Stated task: Shift every x and y coordinate in the answers of the rows below by adding 119, and write all the rows out again with their requests. Leave the pictures out.

Pointing entries for named objects:
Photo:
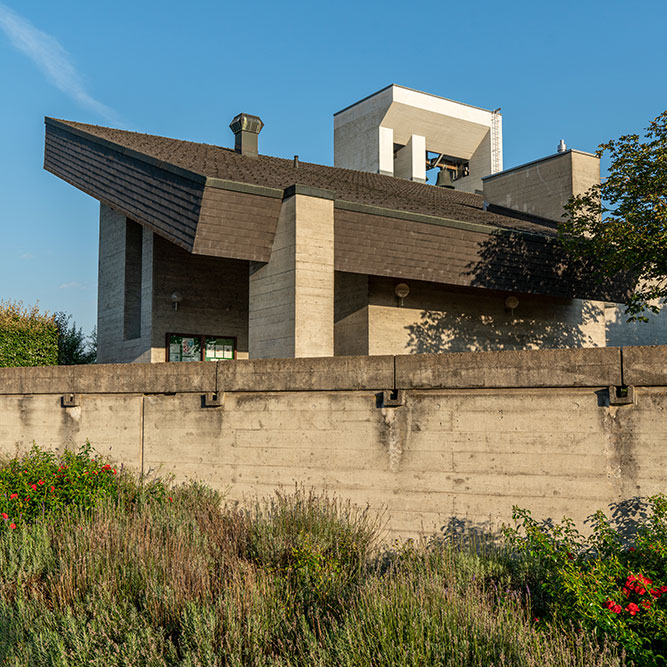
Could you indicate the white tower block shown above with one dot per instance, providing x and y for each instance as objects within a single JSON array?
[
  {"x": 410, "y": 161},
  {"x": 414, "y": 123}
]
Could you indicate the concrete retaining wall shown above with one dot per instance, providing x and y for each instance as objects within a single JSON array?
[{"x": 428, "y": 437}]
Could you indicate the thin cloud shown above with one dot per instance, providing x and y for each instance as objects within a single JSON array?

Worked solution:
Photo:
Could you indicate the white tower block shown above with one dot per instance, providing x and y for each instance as objects within a single JSON array?
[
  {"x": 529, "y": 280},
  {"x": 533, "y": 242}
]
Could you indicate the concrete retaining wall shown above with one dot per instance, providing x and y for each instance as objects within a single JSON array?
[{"x": 547, "y": 556}]
Could you indicate the thin cloud shown above with one dot per instance, providing x and y for each instance as objects within a single JSON array?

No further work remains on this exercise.